-------- Entries --------
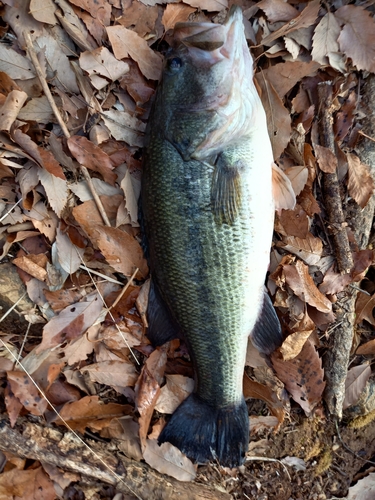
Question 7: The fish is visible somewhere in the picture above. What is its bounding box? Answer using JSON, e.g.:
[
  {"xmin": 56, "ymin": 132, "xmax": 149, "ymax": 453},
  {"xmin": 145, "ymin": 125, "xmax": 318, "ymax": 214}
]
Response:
[{"xmin": 140, "ymin": 6, "xmax": 294, "ymax": 467}]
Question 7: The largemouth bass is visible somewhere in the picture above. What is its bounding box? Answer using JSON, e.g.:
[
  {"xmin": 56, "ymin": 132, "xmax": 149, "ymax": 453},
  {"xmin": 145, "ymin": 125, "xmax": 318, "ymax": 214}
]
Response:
[{"xmin": 141, "ymin": 7, "xmax": 290, "ymax": 466}]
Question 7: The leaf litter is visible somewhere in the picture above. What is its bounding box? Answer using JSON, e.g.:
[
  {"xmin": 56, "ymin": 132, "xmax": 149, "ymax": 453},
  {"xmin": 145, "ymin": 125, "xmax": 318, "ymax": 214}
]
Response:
[{"xmin": 0, "ymin": 0, "xmax": 375, "ymax": 498}]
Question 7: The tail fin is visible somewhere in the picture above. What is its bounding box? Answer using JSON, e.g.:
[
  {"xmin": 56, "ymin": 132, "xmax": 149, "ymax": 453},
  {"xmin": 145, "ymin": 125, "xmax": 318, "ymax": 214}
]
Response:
[{"xmin": 159, "ymin": 393, "xmax": 249, "ymax": 467}]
--------
Rewrite the records above with every "bounding box" changed to "enclosing rectangle", keeping all other text the same. Omit the pictures from your output.

The output:
Question 7: The fish is visible somewhere in the picture above. What is its enclosing rectangle? Answer using JSON, e.g.:
[
  {"xmin": 56, "ymin": 132, "xmax": 149, "ymax": 453},
  {"xmin": 145, "ymin": 125, "xmax": 318, "ymax": 214}
]
Response:
[{"xmin": 140, "ymin": 6, "xmax": 294, "ymax": 467}]
Question 7: The largemouth bass is visible somewhere in the picture above. What is its enclosing rectangle? Answer using JSON, e.g.:
[
  {"xmin": 56, "ymin": 132, "xmax": 149, "ymax": 453},
  {"xmin": 145, "ymin": 125, "xmax": 318, "ymax": 214}
]
Response:
[{"xmin": 141, "ymin": 7, "xmax": 290, "ymax": 466}]
Question 7: The leaf litter is visible somewhere in the picture above. What is its enclosing rectangle? Answer using JSON, e.g.:
[
  {"xmin": 56, "ymin": 132, "xmax": 149, "ymax": 453},
  {"xmin": 145, "ymin": 125, "xmax": 318, "ymax": 214}
]
Response:
[{"xmin": 0, "ymin": 0, "xmax": 375, "ymax": 498}]
Question 7: The tail fin is visible somewhere in the picture above. What is its enclosing rectangle? Answer using JSON, e.g.:
[
  {"xmin": 56, "ymin": 132, "xmax": 149, "ymax": 453},
  {"xmin": 145, "ymin": 125, "xmax": 318, "ymax": 214}
]
Response:
[{"xmin": 159, "ymin": 393, "xmax": 249, "ymax": 467}]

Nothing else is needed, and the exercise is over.